Vorliegender Textauszug:

☆ ☆ ☆ ☆

Waldorfschulen wollen Abitur ohne Kanten

Der Verband der Waldorfschulen fordert erneut die Erlaubnis für ein eigenes Abitur. Notfalls wollen diePrivatschulen den anthroposophischen Abschluss einklagen. Eurythmie soll nicht in die Abschlussnote eingehen

FREIBURG taz ■ Die Waldorf-Schulen wollen ein eigenes Abitur vergeben. Diese Forderung propagieren sie im Rahmen einer bundesweiten Aktionswoche, die am Wochenende begann. Sind die Länder nicht zu Zugeständnissen bereit, wollen die anthroposophischen Privatschulen vor Gericht gehen.

In Deutschland gibt es 188 Waldorfschulen, mit fast 80.000 Schülern. Rund die Hälfte eines Abschlussjahrganges macht das Abitur. Nach 12 Jahren Rudolf-Steiner-Pädagogik müssen sie sich bisher noch ein Jahr auf eine externe Staatsprüfung vorbereiten. Am Ende werden in der Regel acht Fächer geprüft, vier davon schriftlich. Waldorf-Inhalte spielen dabei eine immer geringere Rolle, weil die Bundesländer zunehmend das Zentralabitur mit landesweit einheitlichen Aufgaben einführen.

Schülerleistungen aus der Waldorf-Oberstufe fließen nur in Hessen in die Abi-Note ein. Mehr als 2.000 Schüler erreichen jedes Jahr auf diesen Weg die Hochschulreife. Für den Bund der freien Waldorfschulen ist dies jedoch ein Umweg, den er gern abschaffen würde. Stattdessen wollen die Waldorfschulen künftig ein eigenes Abitur vergeben, das auf die Lehrinhalte der Steiner-Schulen abgestimmt ist.

☆ ☆ ☆ ☆

Datenübersicht:
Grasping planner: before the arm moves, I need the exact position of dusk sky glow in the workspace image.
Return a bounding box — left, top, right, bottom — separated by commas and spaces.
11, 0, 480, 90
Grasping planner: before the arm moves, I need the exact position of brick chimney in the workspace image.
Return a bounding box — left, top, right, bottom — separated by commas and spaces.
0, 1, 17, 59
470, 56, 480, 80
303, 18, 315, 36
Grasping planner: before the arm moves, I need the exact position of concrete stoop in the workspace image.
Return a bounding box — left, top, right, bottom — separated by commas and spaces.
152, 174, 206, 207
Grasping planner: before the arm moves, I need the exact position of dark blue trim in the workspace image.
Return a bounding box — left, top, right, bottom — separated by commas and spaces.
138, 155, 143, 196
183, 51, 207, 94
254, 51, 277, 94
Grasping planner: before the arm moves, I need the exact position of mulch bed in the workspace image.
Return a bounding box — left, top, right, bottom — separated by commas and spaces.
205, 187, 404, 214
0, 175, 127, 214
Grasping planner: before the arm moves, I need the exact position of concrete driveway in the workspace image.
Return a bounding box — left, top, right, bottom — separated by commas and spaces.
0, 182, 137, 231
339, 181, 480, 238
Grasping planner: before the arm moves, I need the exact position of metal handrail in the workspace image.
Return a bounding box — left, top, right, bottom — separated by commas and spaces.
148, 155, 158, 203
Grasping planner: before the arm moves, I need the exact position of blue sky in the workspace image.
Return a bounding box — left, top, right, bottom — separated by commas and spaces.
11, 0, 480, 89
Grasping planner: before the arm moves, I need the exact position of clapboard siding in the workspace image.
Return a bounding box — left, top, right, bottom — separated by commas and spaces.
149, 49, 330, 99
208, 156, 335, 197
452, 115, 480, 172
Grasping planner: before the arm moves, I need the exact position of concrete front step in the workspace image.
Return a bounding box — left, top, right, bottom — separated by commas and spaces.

☆ ☆ ☆ ☆

Aufgaben zur Übung:
[1] Schreibe aus dem Textauszug den Abschnitt ab, der mit den Worten „Waldorfschulen wollen Abitur“ anfängt und nach den Worten „vor Gericht gehen.“ endet.
[2] Prüfe anhand des Textauszugs, ob die folgenden Aussagen zutreffen, und belege jede Antwort mit ja oder nein sowie den entscheidenden Worten aus dem Text.
(a) In Deutschland gibt es 188 Waldorfschulen.
(b) Schülerleistungen aus der Waldorf-Oberstufe fließen in allen Bundesländern in die Abiturnote ein.
(c) Die bundesweite Aktionswoche begann am Wochenende.
[3] Beantworte die folgenden Fragen zum Textauszug.
(a) Wie viele Fächer werden am Ende in der Regel geprüft, und wie viele davon schriftlich?
(b) Wie viele Schüler erreichen jedes Jahr auf diesem Weg die Hochschulreife?
(c) Welches Fach soll nicht in die Abschlussnote eingehen?
Die Einträge werden für keine Aufgabe gebraucht.

Antworten je Aufgabe:
[1]
Waldorfschulen wollen Abitur ohne Kanten

Der Verband der Waldorfschulen fordert erneut die Erlaubnis für ein eigenes Abitur. Notfalls wollen diePrivatschulen den anthroposophischen Abschluss einklagen. Eurythmie soll nicht in die Abschlussnote eingehen

FREIBURG taz ■ Die Waldorf-Schulen wollen ein eigenes Abitur vergeben. Diese Forderung propagieren sie im Rahmen einer bundesweiten Aktionswoche, die am Wochenende begann. Sind die Länder nicht zu Zugeständnissen bereit, wollen die anthroposophischen Privatschulen vor Gericht gehen.

[2]
(a) Ja: „In Deutschland gibt es 188 Waldorfschulen, mit fast 80.000 Schülern.“
(b) Nein: „Schülerleistungen aus der Waldorf-Oberstufe fließen nur in Hessen in die Abi-Note ein.“
(c) Ja: „im Rahmen einer bundesweiten Aktionswoche, die am Wochenende begann“

[3]
(a) Acht Fächer, vier davon schriftlich.
(b) Mehr als 2.000 Schüler.
(c) Eurythmie.